-- INSTRUCTION --
Return, word for word, the lines of the entries below, starting at the line with "Hi there — the client is wondering where exactly the pile" and continuing up to and including the line with "[99,293,134,332]".

-- MATERIAL FOR THIS TASK --
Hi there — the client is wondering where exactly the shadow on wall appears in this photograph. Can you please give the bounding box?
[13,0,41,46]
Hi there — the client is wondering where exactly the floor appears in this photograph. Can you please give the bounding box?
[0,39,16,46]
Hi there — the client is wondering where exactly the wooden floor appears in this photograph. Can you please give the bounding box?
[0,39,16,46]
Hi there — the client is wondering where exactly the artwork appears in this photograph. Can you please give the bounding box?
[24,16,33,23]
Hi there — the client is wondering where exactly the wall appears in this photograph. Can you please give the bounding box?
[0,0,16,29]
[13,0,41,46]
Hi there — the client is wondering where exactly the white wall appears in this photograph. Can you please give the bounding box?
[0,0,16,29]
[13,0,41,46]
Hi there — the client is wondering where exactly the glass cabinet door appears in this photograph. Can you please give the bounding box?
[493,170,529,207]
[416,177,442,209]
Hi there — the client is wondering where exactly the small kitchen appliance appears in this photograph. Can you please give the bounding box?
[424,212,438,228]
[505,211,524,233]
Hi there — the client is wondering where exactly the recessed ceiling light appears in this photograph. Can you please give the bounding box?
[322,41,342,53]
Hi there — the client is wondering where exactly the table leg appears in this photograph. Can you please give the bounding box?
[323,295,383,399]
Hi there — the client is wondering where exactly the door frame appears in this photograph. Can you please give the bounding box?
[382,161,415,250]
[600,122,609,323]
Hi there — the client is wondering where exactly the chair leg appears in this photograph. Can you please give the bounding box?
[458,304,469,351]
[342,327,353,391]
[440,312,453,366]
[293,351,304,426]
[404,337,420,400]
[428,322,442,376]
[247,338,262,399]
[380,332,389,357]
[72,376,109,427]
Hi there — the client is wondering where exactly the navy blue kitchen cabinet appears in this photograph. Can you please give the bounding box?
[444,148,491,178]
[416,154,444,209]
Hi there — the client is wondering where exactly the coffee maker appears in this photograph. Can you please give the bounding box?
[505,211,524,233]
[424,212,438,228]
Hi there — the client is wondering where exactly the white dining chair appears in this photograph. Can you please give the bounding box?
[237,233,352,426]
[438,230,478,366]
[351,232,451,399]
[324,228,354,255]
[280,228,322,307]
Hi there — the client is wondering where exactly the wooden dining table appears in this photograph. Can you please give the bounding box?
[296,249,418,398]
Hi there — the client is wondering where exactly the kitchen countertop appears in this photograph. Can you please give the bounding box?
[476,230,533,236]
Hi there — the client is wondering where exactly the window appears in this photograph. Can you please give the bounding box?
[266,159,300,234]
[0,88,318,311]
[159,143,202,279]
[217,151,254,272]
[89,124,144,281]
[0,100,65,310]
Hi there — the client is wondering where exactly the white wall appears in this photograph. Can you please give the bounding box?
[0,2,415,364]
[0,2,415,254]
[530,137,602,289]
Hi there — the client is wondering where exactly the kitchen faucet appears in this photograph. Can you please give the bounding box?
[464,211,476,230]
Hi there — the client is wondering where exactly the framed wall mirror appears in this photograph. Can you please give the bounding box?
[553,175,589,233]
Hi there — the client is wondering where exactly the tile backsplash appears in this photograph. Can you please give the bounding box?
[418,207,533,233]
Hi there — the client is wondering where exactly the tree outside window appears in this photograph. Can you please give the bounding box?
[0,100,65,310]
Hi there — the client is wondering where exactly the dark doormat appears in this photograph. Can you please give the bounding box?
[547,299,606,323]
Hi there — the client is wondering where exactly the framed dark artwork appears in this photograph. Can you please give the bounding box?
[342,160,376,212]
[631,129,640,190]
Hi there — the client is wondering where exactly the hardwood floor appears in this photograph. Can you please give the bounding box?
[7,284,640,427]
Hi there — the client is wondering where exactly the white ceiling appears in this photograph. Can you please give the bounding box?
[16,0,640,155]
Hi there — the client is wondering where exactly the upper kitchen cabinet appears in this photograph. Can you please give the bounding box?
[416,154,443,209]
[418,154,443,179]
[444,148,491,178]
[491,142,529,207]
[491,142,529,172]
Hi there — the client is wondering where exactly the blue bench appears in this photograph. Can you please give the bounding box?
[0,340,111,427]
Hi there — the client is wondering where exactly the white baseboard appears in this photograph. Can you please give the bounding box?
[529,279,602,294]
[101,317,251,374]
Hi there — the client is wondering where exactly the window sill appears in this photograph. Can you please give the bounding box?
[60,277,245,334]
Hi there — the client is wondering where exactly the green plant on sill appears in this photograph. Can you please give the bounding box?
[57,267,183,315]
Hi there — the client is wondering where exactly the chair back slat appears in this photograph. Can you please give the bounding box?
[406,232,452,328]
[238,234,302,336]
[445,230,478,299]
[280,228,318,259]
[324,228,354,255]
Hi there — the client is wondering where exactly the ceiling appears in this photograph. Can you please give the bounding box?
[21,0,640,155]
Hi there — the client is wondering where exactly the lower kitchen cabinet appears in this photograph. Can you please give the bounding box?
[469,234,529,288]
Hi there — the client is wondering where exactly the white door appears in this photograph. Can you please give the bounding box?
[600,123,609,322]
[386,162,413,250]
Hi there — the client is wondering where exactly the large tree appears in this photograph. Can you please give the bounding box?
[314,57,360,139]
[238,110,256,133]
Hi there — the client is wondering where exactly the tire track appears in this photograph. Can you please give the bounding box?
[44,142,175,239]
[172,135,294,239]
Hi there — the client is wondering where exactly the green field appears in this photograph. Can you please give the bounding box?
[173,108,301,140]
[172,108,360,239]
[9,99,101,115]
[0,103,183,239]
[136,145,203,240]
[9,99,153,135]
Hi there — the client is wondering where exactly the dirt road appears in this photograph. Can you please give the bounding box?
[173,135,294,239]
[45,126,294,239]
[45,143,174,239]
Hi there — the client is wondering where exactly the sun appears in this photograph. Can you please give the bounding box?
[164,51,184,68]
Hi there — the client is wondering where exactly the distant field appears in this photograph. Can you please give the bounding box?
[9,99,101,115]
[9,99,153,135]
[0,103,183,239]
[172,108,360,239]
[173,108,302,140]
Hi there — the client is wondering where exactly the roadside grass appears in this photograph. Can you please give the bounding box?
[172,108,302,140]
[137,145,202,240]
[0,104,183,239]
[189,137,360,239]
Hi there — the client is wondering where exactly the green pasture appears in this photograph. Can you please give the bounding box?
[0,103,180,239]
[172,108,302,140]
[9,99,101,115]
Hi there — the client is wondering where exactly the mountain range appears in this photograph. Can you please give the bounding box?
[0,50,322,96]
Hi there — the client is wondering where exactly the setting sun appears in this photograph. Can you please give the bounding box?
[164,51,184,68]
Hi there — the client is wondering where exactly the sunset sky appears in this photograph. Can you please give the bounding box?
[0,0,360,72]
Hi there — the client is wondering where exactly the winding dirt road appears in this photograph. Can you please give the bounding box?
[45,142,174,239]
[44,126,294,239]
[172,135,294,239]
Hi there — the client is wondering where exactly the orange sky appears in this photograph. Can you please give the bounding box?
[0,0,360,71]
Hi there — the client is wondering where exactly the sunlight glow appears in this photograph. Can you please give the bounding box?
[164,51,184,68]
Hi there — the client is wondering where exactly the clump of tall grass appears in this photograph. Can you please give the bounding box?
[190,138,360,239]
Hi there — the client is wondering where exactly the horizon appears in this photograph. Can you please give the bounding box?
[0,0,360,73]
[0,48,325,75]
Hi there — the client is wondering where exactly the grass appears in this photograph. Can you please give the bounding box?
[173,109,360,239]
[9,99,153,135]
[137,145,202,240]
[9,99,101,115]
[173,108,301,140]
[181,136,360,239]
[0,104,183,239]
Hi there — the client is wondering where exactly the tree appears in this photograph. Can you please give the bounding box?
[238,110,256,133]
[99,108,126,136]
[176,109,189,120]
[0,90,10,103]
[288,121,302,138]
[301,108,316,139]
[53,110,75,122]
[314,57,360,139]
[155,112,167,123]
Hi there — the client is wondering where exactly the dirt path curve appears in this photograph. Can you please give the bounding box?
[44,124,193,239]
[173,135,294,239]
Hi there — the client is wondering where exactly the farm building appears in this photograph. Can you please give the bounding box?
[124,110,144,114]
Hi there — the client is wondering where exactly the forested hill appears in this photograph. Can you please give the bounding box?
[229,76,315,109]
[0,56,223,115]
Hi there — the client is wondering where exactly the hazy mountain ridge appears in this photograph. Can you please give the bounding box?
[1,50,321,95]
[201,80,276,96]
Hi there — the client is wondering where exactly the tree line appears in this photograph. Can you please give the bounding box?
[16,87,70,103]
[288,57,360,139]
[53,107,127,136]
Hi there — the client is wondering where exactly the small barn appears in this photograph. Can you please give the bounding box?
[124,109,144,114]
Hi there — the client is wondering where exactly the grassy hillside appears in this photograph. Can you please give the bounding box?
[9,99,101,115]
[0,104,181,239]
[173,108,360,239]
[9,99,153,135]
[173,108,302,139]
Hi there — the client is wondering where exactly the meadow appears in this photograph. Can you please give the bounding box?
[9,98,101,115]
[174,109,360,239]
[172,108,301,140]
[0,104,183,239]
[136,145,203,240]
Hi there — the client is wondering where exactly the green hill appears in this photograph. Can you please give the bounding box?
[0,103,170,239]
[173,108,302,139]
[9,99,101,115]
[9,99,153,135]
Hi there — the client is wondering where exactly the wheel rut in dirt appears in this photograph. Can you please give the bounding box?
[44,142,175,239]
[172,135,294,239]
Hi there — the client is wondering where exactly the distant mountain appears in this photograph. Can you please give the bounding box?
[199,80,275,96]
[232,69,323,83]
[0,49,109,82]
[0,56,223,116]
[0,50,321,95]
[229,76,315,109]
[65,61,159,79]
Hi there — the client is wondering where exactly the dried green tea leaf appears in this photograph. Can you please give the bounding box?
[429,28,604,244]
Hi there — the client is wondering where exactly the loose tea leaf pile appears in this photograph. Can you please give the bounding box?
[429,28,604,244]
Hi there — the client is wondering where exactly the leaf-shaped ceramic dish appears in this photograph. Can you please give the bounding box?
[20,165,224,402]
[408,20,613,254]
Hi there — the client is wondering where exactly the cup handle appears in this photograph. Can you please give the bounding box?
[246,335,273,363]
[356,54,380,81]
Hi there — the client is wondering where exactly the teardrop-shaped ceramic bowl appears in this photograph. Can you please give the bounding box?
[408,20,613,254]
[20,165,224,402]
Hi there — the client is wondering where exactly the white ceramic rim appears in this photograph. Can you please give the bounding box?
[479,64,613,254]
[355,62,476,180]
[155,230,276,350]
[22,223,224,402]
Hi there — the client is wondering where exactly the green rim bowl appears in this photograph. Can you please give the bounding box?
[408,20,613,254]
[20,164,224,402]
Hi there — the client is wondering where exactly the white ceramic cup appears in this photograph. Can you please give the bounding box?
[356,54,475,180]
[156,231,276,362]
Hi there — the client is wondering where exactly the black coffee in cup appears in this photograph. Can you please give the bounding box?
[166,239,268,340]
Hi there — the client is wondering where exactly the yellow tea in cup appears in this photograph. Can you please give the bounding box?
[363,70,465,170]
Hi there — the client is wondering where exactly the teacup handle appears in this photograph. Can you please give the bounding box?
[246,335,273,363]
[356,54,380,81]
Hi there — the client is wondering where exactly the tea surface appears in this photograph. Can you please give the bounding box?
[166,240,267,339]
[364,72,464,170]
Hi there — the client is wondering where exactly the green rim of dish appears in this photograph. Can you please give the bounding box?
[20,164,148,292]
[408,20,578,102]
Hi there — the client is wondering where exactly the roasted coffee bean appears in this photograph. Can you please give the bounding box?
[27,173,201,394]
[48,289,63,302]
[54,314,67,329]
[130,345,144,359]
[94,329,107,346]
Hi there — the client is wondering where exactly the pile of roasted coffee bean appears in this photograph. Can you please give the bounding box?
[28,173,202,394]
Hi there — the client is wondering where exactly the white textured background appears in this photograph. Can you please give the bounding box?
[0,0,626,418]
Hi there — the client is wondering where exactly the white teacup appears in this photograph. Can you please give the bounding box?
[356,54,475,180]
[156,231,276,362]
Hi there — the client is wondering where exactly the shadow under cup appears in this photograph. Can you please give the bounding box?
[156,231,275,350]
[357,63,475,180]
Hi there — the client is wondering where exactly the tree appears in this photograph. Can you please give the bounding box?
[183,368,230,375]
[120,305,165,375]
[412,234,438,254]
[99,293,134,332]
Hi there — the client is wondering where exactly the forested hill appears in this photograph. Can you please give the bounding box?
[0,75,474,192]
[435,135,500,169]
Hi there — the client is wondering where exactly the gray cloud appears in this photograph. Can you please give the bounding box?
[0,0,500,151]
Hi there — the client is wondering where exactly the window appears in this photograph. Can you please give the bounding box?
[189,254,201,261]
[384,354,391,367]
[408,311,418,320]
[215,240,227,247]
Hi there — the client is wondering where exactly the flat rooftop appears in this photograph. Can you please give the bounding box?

-- SOLUTION BELOW --
Hi there — the client is wondering where exactly the pile of roasted coffee bean appears in this photograph. Can you please give the bounding box?
[28,173,202,394]
Hi there — the client is wondering where exactly the white textured background appears in this photograph. Can you please give the bounding box?
[0,0,626,418]
Hi there — the client is wondering where exactly the white teacup appears in this photograph. Can you please give the bounding box?
[356,54,475,180]
[156,231,276,362]
Hi there — the client is wondering where exactly the shadow under cup appears in this photograph. Can you please give the bounding box?
[156,231,275,350]
[357,63,475,180]
Hi there — the client is wondering where exactly the tree appears in this photograph. Can you please give the bounding box?
[183,368,230,375]
[120,305,165,375]
[412,234,438,254]
[99,293,134,332]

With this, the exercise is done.